● **Assignment**
When you reach the line in the data below that contains "Target: dry plant stalk", please start repeating lines exactly, and stop after the line that contains "formatted like (103,145)", repeating nothing else.

↓↓↓

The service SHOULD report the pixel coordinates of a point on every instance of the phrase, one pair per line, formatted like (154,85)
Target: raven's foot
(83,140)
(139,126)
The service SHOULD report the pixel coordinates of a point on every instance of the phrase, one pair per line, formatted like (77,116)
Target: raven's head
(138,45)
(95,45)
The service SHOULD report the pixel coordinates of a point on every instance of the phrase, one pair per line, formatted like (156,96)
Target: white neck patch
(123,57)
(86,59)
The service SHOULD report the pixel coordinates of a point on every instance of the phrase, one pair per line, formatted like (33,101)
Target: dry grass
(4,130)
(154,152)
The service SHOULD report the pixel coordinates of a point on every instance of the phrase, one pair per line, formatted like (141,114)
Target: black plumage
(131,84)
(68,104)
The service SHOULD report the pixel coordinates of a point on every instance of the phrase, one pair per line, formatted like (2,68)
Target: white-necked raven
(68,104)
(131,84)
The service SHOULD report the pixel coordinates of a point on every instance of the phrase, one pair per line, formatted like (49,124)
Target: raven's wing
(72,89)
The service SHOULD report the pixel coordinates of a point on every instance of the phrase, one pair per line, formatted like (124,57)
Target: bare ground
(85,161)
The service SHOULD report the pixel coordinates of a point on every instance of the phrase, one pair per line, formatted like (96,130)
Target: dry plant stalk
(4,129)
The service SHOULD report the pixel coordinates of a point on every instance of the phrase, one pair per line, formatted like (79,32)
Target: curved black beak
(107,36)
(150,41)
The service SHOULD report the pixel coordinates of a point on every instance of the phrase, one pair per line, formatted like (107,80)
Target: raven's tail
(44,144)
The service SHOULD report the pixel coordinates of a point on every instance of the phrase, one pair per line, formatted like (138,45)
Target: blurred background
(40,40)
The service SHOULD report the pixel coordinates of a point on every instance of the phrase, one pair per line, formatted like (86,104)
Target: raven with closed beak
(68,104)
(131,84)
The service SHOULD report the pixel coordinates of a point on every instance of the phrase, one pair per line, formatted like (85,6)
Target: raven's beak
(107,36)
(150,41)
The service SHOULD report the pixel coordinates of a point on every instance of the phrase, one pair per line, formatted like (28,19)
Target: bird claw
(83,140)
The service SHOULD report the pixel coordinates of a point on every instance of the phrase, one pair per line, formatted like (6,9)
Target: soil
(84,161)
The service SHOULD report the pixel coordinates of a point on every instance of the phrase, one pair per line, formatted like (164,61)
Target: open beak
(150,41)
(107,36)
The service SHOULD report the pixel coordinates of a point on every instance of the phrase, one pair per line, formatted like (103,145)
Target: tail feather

↑↑↑
↓↓↓

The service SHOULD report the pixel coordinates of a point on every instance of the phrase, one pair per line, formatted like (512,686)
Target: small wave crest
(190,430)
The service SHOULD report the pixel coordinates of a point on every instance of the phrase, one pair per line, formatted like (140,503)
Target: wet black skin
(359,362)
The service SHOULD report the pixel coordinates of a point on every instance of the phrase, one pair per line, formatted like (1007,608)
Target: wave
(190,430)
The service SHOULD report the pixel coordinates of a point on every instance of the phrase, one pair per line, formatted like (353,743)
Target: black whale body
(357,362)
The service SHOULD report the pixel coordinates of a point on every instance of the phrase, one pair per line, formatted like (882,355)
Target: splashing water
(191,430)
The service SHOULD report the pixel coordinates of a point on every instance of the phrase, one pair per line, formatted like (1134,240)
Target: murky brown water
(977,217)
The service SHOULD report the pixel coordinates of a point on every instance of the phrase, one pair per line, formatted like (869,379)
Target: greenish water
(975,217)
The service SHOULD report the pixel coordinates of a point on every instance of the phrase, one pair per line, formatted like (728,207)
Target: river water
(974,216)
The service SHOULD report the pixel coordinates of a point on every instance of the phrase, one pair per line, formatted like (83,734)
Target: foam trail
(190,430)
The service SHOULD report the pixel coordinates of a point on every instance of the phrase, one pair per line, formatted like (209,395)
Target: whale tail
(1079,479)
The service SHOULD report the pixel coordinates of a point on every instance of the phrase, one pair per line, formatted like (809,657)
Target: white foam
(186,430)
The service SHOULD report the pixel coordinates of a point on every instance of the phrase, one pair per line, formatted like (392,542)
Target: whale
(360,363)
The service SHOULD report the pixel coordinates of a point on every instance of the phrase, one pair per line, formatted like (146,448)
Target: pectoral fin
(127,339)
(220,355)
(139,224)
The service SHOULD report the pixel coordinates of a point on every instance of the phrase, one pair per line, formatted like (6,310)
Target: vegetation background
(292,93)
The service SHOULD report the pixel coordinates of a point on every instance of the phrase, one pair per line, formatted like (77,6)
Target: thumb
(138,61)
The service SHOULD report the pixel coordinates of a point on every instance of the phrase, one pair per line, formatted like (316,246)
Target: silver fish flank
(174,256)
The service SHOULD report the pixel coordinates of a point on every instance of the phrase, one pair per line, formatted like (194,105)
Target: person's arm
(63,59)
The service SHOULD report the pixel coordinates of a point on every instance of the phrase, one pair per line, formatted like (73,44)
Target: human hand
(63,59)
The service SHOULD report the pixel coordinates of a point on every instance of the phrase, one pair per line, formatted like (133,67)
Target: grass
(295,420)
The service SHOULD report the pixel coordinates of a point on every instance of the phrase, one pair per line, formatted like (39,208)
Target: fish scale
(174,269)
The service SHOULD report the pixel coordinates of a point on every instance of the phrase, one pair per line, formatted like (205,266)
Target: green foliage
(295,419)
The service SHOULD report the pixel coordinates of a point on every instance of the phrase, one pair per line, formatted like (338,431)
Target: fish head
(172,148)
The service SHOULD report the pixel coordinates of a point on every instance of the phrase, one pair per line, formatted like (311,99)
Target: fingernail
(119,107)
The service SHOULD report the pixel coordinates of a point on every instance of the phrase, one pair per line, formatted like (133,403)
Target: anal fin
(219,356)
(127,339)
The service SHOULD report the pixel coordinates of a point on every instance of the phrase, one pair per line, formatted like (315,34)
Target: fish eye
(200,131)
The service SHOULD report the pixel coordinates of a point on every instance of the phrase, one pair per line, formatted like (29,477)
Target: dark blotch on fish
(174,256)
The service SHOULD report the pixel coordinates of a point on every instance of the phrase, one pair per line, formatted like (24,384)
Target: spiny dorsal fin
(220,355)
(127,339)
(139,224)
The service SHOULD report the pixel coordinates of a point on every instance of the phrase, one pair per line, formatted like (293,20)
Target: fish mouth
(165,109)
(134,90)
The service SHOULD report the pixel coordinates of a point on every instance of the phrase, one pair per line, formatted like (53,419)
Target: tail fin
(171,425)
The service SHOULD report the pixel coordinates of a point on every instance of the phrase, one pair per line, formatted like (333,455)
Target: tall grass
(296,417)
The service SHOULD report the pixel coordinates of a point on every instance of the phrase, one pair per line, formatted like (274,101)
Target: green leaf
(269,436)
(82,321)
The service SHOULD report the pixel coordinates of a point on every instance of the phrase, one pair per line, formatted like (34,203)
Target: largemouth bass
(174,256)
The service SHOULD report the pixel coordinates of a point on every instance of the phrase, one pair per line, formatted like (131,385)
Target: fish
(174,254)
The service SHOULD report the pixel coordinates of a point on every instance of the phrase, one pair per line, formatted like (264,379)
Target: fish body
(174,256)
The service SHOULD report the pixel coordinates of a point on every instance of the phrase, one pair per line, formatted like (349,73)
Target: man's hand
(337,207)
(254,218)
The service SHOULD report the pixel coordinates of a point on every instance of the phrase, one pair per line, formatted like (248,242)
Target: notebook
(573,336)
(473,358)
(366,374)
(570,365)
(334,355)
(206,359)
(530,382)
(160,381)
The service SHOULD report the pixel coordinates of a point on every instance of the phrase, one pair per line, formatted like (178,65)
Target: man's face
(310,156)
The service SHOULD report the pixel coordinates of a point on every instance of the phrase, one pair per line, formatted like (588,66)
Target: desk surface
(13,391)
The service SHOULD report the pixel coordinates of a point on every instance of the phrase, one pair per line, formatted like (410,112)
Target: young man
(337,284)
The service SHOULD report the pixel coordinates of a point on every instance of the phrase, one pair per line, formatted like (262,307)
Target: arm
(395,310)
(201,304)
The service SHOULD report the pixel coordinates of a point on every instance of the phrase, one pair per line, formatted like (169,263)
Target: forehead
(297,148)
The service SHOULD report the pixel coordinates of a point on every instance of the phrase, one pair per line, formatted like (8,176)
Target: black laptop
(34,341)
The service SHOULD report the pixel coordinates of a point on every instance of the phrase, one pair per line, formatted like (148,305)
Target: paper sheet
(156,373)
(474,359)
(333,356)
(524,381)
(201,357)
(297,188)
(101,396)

↑↑↑

● **Answer below**
Target: dry plant stalk
(4,129)
The service SHOULD report the pixel coordinates of a point on every instance of the phrase, one pair per line, formatted like (79,32)
Target: curved black beak
(107,36)
(150,41)
The service SHOULD report the pixel coordinates of a point on every instance of the phrase, one pair per line, formatted like (107,80)
Target: raven's tail
(44,144)
The service SHOULD report the pixel coordinates of a point on every instance of the phrase, one pair per line, formatted like (138,45)
Target: blurred background
(40,40)
The service SHOULD report the pixel coordinates of a point on every instance of the phrase, one pair per line, formatted like (86,104)
Target: raven with closed beak
(68,104)
(131,84)
The service SHOULD report the pixel coordinates of a point on every instance of the phrase, one pair per line, formatted like (85,6)
Target: raven's beak
(107,36)
(150,41)
The service SHOULD report the pixel coordinates of a point on every instance of the phrase, one pair per line, formatted like (28,19)
Target: bird claw
(83,140)
The service SHOULD report the pixel coordinates of a point on every instance of the phrase, one pair per line, formatted like (6,9)
Target: soil
(84,161)
The service SHOULD report the pixel coordinates of a point on every instance of the phrase, one pair per line, formatted like (164,61)
Target: open beak
(150,41)
(107,36)
The service SHOULD report the pixel coordinates of a point on every instance of the phrase, one pair per line, formatted like (103,145)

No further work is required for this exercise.